WHAT YOU HAVE TO DO:
Return every line of the material exactly.

SUPPLIED RECORDS:
########

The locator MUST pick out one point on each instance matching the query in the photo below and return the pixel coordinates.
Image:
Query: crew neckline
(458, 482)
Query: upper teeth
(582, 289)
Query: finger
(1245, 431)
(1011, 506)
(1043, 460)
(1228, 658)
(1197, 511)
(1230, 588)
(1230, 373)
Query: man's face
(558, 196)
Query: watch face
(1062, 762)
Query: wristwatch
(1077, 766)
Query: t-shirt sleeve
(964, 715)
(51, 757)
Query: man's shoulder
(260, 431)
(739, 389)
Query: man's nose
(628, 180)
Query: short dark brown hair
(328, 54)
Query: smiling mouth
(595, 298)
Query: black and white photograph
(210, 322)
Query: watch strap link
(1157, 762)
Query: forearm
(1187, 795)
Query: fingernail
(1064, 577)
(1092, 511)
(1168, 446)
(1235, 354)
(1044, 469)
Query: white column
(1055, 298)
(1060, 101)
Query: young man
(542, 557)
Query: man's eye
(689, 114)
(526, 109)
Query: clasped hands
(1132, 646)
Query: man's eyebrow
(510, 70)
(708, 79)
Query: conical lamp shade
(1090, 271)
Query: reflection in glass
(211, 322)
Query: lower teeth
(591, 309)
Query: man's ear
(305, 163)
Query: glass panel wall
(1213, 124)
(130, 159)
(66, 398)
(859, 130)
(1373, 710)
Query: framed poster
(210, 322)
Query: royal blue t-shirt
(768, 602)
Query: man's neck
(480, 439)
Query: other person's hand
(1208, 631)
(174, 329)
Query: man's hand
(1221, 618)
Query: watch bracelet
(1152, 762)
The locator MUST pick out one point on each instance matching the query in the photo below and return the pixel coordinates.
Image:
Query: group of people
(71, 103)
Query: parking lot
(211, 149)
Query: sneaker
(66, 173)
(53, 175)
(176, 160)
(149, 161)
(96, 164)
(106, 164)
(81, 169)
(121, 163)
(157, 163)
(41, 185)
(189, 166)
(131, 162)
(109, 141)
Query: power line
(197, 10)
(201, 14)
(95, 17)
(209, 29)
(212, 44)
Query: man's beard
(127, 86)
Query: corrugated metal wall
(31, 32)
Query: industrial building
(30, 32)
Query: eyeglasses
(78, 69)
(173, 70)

########

WRITTEN SOLUTION:
The locator MUST pick out one point on each instance matching the query in the photo below and return the pixel coordinates.
Image:
Query: crew neckline
(458, 482)
Query: upper teeth
(582, 289)
Query: finger
(1245, 431)
(1011, 506)
(1043, 460)
(1228, 658)
(1197, 511)
(1230, 588)
(1230, 373)
Query: man's face
(558, 196)
Query: watch face
(1062, 762)
Query: wristwatch
(1077, 766)
Query: t-shirt sleeve
(964, 715)
(51, 757)
Query: man's shoulder
(260, 431)
(739, 389)
Query: man's nose
(628, 180)
Query: short dark brown hair
(328, 54)
Query: smiling mouth
(595, 298)
Query: black and white photograph
(210, 322)
Query: watch strap link
(1157, 762)
Query: forearm
(1187, 795)
Query: fingernail
(1064, 577)
(1092, 511)
(1168, 446)
(1235, 354)
(1044, 469)
Query: white column
(1055, 298)
(1060, 101)
Query: young man
(542, 557)
Query: man's eye
(689, 114)
(526, 109)
Query: clasped hands
(1132, 646)
Query: man's eyebrow
(510, 70)
(708, 79)
Query: conical lamp shade
(1090, 271)
Query: reflection in glass
(211, 322)
Query: lower teeth
(591, 309)
Query: man's ear
(305, 163)
Query: glass panel wall
(1213, 124)
(130, 159)
(66, 398)
(859, 130)
(1373, 710)
Query: framed poster
(210, 322)
Query: royal blue t-shirt
(768, 602)
Query: man's neck
(480, 439)
Query: other person's hand
(1208, 631)
(174, 329)
Query: man's hand
(1221, 618)
Query: watch bracelet
(1152, 762)
The locator MUST pick out one point on each instance matching the query in the photo below and return the pixel coordinates.
Image:
Query: group of people
(71, 103)
Query: parking lot
(211, 149)
Query: sneaker
(66, 173)
(53, 175)
(176, 160)
(149, 161)
(96, 164)
(106, 164)
(81, 169)
(121, 163)
(157, 163)
(41, 185)
(189, 166)
(131, 162)
(109, 141)
Query: power line
(197, 10)
(201, 14)
(95, 17)
(209, 29)
(212, 44)
Query: man's beard
(127, 86)
Query: corrugated metal wall
(31, 32)
Query: industrial building
(30, 32)
Query: eyeglasses
(78, 69)
(173, 70)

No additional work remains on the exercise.